- [TEXT SEGMENT]:
Members of the Yakimono Paris Tokyo Gallery have again decided to host a major player in the field of Japanese art. Naoki Maeda is a unique artist that combines aspects of both urushi art with traditional Japanese yakimono art. Generally these two fields are considered somewhat separate, but Maeda-sensei is an unconventional artist to say the least.

Urushi refers to the Japanese sumac tree, which is cultivated to collect sap. In its basic form this sap is rather toxic, but it can be used to make a highly durable lacquer. This lacquer is used to treat tableware, instruments and numerous other items.

Small urushi lacquer bowl

Urushi lacquerware can feature very elaborate designs that are layered between different sheets of lacquer.

The lacquer is also a very strong adhesive, which means that it can be used to bond different surfaces together. This property is invaluable in the field of woodworking since it can be used as a sort of glue as a result.

Phrase grounding items:
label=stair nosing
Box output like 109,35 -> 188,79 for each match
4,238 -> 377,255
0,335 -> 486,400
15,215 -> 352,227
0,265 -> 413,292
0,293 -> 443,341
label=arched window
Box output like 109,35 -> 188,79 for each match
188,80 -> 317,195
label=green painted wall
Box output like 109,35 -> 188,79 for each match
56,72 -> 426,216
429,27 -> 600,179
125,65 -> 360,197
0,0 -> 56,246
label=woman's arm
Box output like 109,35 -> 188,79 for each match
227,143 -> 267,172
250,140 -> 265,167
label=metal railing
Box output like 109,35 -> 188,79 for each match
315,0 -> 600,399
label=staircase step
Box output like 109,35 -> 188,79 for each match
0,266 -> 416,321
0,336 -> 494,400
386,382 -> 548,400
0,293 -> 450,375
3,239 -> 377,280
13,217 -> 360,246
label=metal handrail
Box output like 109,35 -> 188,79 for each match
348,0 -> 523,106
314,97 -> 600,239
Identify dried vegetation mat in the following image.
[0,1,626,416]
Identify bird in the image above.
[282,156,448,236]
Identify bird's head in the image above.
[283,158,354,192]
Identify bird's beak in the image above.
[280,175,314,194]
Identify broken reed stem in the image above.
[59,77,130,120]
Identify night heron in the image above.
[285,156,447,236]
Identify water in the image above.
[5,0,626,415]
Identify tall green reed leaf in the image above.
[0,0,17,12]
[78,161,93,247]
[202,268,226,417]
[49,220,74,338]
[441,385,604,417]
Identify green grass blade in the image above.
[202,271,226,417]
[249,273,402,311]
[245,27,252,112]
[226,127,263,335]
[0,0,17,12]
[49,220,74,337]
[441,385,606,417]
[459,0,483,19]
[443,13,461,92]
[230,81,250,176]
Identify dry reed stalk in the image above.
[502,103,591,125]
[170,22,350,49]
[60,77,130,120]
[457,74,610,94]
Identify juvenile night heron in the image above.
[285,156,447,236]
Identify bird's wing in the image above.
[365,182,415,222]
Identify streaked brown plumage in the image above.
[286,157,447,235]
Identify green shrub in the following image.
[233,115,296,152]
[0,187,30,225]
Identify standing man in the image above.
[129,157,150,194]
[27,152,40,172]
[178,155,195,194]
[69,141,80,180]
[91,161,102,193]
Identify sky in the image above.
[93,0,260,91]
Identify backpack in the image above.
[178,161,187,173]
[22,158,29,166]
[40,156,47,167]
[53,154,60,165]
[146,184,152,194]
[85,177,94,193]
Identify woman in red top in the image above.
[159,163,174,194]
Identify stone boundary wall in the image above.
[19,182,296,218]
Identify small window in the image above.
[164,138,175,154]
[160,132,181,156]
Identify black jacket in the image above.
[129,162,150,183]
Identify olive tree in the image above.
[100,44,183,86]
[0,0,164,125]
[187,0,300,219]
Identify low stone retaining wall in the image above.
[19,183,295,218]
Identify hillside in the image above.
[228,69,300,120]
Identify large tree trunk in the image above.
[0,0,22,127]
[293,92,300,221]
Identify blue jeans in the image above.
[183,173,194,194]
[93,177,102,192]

- [QUESTIONS ON THE MATERIAL]:
1) From the text on urushi lacquer, list every property it attributes to urushi sap or the lacquer made from it.
2) Answer these questions from the text on urushi lacquer:
(a) Which gallery has decided to host Naoki Maeda?
(b) What does the word "urushi" refer to?
(c) In which field is the lacquer's adhesive property described as invaluable?
3) Please retype the passage from the text on urushi lacquer that begins at the words "Members of the" and stop after "numerous other items.".

- [SOLUTIONS BELOW]:
1)
- Rather toxic (the sap in its basic form)
- Highly durable (the lacquer)
- A very strong adhesive (the lacquer)

2)
(a) The Yakimono Paris Tokyo Gallery.
(b) The Japanese sumac tree, which is cultivated to collect sap.
(c) Woodworking.

3)
Members of the Yakimono Paris Tokyo Gallery have again decided to host a major player in the field of Japanese art. Naoki Maeda is a unique artist that combines aspects of both urushi art with traditional Japanese yakimono art. Generally these two fields are considered somewhat separate, but Maeda-sensei is an unconventional artist to say the least.

Urushi refers to the Japanese sumac tree, which is cultivated to collect sap. In its basic form this sap is rather toxic, but it can be used to make a highly durable lacquer. This lacquer is used to treat tableware, instruments and numerous other items.